++++ Information given ++++
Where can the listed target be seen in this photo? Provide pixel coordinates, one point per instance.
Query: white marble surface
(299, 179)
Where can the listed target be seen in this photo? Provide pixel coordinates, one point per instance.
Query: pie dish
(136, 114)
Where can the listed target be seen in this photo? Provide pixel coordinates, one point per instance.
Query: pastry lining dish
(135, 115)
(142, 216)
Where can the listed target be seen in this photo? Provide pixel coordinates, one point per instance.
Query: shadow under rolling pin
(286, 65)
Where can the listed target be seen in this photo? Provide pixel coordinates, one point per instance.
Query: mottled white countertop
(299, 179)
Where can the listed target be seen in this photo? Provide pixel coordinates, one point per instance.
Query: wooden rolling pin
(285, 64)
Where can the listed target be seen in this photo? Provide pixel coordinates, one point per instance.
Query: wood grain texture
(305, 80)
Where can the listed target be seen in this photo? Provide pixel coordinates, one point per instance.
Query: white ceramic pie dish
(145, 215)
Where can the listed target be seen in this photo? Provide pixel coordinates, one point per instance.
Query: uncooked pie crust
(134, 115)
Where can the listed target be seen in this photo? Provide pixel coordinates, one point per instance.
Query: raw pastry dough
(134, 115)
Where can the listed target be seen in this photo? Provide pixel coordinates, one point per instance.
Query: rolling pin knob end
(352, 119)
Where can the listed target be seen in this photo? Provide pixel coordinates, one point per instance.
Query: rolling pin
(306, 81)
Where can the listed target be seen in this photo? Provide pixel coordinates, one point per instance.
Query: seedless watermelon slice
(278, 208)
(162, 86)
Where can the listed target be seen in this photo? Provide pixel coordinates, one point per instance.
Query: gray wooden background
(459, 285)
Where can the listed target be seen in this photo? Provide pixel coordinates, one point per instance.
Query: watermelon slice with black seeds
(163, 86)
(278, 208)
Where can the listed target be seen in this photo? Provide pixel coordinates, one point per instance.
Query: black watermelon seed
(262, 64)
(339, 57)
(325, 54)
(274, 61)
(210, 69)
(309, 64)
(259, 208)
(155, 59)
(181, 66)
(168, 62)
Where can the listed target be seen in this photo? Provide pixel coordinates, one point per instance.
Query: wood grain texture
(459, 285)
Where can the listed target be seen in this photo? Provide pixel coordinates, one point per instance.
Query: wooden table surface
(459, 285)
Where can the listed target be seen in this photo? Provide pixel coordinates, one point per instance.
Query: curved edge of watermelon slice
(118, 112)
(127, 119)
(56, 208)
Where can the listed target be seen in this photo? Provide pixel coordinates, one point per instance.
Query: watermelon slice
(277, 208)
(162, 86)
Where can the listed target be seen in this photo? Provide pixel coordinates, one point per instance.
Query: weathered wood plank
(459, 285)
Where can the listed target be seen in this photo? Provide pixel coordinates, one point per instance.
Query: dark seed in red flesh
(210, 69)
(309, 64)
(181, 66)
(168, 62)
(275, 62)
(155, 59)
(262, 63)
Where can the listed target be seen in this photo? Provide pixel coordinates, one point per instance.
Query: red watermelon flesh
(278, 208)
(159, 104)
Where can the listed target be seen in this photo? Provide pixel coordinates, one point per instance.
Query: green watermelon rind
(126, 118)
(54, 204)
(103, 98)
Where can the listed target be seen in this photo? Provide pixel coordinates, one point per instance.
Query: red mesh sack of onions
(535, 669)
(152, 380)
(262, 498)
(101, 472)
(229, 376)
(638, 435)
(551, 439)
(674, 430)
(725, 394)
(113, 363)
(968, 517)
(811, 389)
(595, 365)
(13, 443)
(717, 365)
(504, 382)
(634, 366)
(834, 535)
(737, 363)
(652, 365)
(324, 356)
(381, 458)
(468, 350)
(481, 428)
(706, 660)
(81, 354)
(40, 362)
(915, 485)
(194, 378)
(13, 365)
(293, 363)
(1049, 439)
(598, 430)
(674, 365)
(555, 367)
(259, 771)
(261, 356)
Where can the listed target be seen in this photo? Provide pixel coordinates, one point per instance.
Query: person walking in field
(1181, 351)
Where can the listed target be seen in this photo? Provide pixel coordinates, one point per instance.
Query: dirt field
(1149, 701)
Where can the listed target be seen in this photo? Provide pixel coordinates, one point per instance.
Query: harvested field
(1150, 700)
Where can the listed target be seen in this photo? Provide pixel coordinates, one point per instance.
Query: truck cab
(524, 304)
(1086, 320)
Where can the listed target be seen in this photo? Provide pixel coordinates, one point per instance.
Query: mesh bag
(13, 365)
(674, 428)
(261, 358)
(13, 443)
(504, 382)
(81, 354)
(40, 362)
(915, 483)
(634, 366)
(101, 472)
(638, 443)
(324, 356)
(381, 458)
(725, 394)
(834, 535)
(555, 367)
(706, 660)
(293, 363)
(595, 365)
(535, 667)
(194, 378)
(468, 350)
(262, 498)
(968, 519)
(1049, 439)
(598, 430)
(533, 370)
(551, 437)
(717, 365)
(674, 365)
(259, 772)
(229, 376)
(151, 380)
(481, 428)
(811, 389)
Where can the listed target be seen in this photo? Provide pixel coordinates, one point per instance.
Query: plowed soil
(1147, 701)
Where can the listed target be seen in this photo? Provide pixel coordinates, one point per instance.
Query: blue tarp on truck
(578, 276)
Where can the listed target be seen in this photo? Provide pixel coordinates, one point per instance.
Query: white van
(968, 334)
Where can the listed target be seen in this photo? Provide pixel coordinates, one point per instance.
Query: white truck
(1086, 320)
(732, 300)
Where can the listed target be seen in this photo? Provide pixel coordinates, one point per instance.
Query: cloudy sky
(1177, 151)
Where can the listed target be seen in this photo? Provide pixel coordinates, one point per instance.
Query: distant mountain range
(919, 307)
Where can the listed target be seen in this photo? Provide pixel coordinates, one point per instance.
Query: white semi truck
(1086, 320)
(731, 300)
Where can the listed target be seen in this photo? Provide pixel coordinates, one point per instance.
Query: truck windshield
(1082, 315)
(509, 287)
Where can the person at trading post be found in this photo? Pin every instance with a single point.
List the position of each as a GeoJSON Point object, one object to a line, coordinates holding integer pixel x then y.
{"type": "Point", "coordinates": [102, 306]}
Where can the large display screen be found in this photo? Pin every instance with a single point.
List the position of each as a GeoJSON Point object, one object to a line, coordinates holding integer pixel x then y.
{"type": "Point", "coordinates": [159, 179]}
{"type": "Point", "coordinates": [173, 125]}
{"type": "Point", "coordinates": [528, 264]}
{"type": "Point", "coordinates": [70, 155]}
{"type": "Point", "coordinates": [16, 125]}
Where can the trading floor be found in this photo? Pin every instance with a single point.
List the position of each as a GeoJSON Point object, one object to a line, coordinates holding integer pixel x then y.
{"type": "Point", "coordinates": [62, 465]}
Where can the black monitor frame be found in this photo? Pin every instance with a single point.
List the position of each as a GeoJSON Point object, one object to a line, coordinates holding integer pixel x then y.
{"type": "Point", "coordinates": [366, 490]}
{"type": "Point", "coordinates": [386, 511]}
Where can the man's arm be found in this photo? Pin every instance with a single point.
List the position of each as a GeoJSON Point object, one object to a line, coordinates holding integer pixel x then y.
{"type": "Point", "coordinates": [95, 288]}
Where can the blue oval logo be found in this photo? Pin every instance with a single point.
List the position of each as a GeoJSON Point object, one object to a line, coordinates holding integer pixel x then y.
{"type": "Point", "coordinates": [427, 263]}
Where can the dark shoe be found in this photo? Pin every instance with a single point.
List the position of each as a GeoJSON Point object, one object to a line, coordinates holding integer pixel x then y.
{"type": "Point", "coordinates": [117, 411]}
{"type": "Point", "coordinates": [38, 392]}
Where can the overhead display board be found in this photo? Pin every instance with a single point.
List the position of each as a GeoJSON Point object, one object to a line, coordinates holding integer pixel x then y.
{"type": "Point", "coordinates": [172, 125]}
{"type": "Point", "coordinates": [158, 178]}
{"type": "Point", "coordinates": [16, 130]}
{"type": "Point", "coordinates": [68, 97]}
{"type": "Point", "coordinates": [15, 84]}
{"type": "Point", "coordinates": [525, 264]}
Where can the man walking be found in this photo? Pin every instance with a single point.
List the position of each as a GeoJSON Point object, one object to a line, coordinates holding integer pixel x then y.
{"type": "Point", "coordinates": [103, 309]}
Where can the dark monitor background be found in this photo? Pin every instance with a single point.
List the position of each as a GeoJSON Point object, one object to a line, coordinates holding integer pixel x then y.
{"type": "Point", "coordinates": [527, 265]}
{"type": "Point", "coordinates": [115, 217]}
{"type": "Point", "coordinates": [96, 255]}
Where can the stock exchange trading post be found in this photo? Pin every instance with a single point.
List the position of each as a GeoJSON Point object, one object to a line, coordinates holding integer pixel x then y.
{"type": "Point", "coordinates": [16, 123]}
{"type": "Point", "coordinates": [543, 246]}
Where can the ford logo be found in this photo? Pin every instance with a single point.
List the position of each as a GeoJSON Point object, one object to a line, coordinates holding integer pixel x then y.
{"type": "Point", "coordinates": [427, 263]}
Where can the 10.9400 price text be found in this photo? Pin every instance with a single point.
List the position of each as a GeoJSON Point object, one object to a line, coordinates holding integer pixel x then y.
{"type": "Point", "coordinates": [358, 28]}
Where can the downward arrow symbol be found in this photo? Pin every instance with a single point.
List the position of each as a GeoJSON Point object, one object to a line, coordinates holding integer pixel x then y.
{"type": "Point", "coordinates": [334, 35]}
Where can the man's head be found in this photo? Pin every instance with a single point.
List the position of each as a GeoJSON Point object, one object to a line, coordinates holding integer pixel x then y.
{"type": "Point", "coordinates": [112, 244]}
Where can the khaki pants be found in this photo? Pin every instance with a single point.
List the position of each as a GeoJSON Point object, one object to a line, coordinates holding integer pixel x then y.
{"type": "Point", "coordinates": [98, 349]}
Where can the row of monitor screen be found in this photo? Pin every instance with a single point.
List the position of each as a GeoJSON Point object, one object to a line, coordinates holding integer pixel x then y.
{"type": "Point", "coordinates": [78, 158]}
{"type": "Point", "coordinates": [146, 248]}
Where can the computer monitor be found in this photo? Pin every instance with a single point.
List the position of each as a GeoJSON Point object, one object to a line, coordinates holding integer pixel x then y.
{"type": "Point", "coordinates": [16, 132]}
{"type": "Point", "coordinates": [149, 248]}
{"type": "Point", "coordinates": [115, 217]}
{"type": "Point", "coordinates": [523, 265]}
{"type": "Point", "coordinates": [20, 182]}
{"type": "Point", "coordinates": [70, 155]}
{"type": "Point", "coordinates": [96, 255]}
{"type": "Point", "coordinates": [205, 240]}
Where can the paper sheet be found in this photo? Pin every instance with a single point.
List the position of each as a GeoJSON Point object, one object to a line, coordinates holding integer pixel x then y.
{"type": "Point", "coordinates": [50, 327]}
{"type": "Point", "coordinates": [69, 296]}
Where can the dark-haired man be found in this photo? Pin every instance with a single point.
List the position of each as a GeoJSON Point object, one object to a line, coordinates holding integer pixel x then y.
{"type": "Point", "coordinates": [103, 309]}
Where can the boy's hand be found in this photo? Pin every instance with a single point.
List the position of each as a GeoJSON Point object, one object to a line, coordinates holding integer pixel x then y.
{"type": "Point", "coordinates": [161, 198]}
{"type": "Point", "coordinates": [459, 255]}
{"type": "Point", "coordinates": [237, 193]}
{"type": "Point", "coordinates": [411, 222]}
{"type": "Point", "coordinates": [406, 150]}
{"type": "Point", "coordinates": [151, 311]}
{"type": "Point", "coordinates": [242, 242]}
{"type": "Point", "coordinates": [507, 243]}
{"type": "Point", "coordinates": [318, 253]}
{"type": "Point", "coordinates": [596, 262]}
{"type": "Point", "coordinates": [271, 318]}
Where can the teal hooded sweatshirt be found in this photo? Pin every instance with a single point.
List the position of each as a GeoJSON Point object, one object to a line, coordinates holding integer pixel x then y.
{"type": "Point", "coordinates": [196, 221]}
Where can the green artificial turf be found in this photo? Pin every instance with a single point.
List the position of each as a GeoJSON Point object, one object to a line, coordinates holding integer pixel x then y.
++++
Say the number of lines in the records above that include the string "display", and no more.

- Output for this task -
2